Data items:
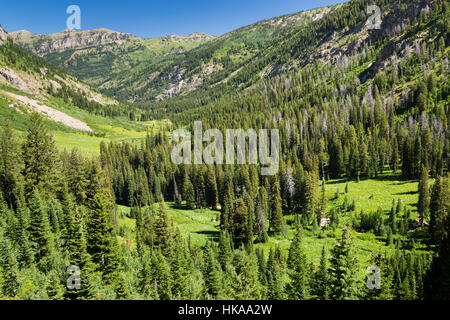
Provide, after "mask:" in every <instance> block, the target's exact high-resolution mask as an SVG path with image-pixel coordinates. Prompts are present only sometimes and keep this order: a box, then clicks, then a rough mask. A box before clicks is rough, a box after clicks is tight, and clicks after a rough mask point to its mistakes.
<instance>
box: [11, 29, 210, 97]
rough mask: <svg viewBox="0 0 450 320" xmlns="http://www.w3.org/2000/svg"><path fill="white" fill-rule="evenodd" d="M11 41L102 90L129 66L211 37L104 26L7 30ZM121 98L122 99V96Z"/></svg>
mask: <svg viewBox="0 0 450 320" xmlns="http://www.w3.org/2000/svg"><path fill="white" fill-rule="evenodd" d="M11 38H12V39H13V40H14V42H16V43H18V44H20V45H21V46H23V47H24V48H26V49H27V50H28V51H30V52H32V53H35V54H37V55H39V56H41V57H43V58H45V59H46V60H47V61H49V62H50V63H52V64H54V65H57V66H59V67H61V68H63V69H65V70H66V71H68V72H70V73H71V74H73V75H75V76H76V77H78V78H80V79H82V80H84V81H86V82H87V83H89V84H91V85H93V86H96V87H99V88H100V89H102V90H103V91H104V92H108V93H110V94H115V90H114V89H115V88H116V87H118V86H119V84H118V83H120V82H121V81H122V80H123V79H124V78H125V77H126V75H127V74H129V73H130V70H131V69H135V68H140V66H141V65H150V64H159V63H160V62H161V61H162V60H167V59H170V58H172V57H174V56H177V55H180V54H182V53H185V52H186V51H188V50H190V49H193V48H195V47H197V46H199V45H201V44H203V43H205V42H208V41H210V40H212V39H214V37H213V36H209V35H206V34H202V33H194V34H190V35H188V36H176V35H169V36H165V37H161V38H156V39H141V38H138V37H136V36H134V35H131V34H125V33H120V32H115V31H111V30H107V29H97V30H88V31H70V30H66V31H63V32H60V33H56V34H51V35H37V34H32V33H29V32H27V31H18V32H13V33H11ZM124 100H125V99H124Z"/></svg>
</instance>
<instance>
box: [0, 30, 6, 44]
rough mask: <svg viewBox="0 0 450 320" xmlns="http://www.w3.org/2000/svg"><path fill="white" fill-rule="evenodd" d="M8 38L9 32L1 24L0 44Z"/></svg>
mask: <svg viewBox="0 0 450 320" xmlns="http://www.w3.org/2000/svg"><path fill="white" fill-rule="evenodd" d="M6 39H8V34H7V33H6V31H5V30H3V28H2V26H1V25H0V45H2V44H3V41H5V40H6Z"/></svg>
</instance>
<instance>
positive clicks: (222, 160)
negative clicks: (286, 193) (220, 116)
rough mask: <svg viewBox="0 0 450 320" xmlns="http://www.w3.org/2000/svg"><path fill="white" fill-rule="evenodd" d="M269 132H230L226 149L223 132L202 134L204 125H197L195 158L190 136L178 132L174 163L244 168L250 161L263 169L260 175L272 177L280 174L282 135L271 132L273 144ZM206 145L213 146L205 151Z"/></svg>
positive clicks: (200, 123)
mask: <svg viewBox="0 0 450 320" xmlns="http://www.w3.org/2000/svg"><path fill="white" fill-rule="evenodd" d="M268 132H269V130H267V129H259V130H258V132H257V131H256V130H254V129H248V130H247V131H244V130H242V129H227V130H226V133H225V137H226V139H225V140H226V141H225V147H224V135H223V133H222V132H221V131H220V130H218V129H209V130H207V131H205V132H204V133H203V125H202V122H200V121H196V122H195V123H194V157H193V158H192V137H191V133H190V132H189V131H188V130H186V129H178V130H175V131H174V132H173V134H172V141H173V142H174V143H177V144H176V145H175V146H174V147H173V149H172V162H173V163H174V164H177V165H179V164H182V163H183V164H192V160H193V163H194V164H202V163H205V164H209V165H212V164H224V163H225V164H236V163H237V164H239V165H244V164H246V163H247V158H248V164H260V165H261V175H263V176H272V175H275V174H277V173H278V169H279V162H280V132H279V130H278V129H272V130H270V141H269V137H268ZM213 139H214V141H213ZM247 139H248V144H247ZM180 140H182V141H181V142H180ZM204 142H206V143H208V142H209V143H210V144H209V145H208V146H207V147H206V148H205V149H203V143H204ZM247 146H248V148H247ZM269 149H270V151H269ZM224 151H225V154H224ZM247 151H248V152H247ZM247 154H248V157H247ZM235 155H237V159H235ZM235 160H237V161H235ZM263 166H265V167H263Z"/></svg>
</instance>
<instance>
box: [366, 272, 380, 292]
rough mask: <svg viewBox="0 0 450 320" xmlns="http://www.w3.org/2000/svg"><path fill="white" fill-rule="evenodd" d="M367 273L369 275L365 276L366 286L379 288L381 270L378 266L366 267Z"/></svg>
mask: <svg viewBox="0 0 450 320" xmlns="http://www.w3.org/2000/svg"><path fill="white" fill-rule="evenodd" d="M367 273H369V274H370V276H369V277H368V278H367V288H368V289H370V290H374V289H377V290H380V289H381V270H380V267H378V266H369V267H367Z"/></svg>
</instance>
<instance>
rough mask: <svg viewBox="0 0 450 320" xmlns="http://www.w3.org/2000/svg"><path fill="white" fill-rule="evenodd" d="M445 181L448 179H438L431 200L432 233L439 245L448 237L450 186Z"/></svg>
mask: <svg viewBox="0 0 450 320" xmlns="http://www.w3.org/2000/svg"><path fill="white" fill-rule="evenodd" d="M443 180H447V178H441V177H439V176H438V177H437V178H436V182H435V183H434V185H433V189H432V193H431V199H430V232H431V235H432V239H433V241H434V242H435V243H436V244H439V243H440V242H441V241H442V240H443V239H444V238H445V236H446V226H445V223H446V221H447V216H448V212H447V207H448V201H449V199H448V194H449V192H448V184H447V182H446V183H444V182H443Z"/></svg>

--

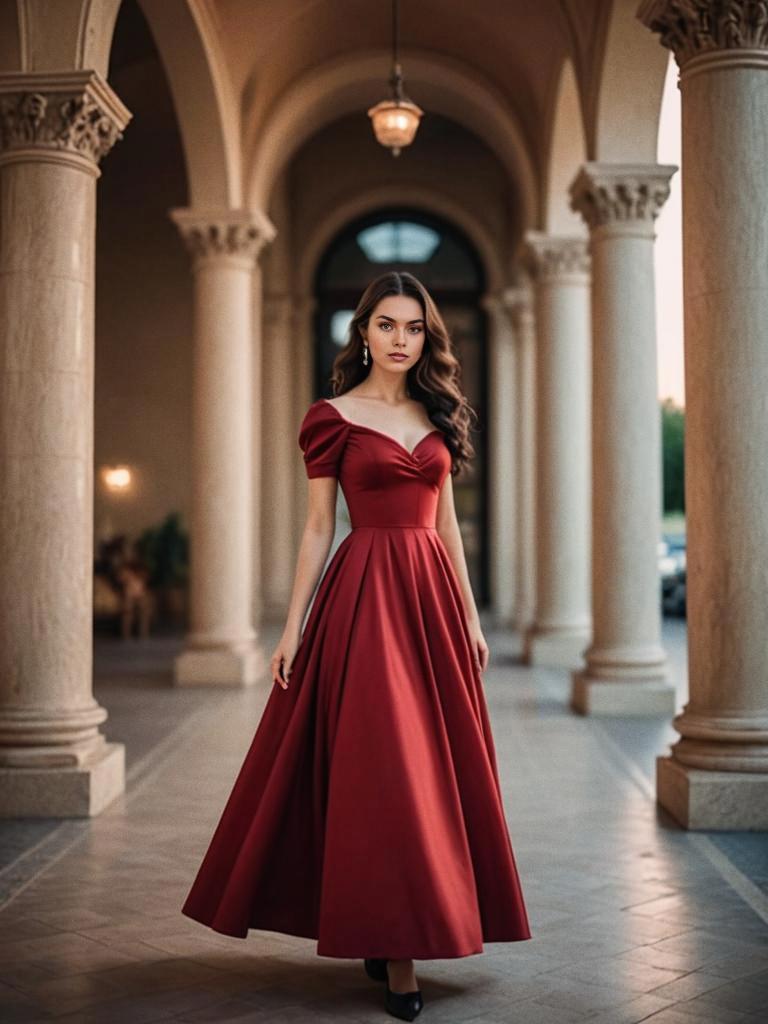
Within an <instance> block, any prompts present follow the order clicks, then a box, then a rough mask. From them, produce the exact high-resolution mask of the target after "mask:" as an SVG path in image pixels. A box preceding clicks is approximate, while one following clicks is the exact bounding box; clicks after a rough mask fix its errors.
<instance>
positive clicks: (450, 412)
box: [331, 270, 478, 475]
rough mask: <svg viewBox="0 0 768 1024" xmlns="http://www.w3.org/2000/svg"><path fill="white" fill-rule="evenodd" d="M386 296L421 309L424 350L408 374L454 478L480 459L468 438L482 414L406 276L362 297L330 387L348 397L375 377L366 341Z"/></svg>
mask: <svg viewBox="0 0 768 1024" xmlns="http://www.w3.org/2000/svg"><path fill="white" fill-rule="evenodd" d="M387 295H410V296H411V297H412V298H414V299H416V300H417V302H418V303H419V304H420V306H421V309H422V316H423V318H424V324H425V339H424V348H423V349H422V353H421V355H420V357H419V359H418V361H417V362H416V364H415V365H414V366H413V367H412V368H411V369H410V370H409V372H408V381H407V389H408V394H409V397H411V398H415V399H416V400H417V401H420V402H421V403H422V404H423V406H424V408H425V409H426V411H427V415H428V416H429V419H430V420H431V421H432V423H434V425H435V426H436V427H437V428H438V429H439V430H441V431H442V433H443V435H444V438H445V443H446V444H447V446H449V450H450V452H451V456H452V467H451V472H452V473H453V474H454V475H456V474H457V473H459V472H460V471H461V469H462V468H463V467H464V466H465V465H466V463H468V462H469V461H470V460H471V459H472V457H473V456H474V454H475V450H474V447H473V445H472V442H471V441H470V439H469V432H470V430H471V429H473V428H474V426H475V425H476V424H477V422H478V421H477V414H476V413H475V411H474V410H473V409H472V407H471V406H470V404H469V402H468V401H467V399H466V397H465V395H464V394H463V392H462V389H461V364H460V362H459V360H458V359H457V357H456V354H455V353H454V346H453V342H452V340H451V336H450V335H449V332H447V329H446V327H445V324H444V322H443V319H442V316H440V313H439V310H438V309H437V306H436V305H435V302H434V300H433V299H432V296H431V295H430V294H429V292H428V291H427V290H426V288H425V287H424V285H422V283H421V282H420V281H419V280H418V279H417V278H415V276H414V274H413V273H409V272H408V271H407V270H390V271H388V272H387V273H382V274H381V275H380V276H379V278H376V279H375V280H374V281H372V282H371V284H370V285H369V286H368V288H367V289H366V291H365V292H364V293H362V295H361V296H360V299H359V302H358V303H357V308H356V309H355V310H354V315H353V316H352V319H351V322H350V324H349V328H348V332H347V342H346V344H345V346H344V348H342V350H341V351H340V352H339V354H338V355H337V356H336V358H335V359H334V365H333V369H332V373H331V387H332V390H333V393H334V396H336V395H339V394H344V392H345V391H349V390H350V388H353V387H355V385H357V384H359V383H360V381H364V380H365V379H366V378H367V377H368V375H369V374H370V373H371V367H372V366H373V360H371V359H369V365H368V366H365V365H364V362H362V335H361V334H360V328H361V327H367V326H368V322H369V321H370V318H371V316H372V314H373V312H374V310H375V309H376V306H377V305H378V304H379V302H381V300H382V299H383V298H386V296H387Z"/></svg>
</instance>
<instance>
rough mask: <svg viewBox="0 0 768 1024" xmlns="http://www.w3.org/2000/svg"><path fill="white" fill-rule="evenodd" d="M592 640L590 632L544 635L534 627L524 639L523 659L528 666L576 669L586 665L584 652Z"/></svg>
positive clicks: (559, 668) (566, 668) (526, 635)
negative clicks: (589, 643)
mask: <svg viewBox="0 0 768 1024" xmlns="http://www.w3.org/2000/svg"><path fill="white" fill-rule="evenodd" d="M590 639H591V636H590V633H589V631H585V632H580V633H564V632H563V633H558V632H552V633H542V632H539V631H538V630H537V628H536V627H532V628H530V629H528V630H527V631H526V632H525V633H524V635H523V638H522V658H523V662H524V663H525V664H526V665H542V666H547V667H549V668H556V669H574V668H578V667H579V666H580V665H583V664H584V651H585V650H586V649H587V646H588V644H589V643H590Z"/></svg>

*GOAL OF THE EXERCISE:* Scan the records above for the lines holding "to its mistakes." and "negative clicks: (286, 193) (220, 116)". Transcribe those two and every line between them word for word, and no others.

*THE COMPLETED TASK:*
Provide, after "mask:" in every <instance> block, the target's exact high-resolution mask as an SVG path with image-pixel coordinates. Prompts are present only sometimes and keep this order: a box, then clicks, then a rough mask. A box before clicks is rough, a box after clicks is tight, and clicks after a rough mask point to its mistakes.
<instance>
box: [11, 29, 210, 97]
rough mask: <svg viewBox="0 0 450 320" xmlns="http://www.w3.org/2000/svg"><path fill="white" fill-rule="evenodd" d="M11 41L102 90L129 66L211 37L104 26L7 30ZM121 98L122 99V96Z"/></svg>
mask: <svg viewBox="0 0 450 320" xmlns="http://www.w3.org/2000/svg"><path fill="white" fill-rule="evenodd" d="M11 38H12V39H13V40H14V42H16V43H18V44H20V45H21V46H23V47H24V48H26V49H27V50H28V51H30V52H32V53H35V54H37V55H39V56H41V57H43V58H45V59H46V60H47V61H49V62H50V63H52V64H54V65H57V66H59V67H61V68H63V69H65V70H66V71H68V72H70V73H71V74H73V75H75V76H76V77H78V78H80V79H82V80H84V81H86V82H87V83H89V84H91V85H93V86H96V87H99V88H100V89H102V90H103V91H104V92H108V93H110V94H115V90H114V89H115V88H116V87H118V86H119V84H118V83H120V82H121V81H122V80H123V79H124V78H125V77H126V75H127V74H129V73H130V70H131V69H135V68H140V66H141V65H150V64H159V63H160V62H161V61H162V60H167V59H170V58H172V57H174V56H177V55H180V54H182V53H185V52H186V51H188V50H190V49H193V48H195V47H197V46H199V45H201V44H203V43H205V42H208V41H210V40H212V39H214V37H213V36H209V35H206V34H202V33H194V34H190V35H188V36H176V35H169V36H165V37H161V38H156V39H141V38H138V37H136V36H134V35H131V34H125V33H120V32H115V31H111V30H107V29H97V30H88V31H70V30H66V31H63V32H60V33H56V34H51V35H37V34H32V33H29V32H27V31H18V32H13V33H11ZM124 100H125V99H124Z"/></svg>
</instance>
<instance>
box: [0, 30, 6, 44]
rough mask: <svg viewBox="0 0 450 320" xmlns="http://www.w3.org/2000/svg"><path fill="white" fill-rule="evenodd" d="M8 38L9 32L1 24L0 44Z"/></svg>
mask: <svg viewBox="0 0 450 320" xmlns="http://www.w3.org/2000/svg"><path fill="white" fill-rule="evenodd" d="M6 39H8V34H7V33H6V31H5V30H3V28H2V26H1V25H0V45H2V44H3V41H5V40H6Z"/></svg>
</instance>
<instance>
positive clicks: (222, 160)
negative clicks: (286, 193) (220, 116)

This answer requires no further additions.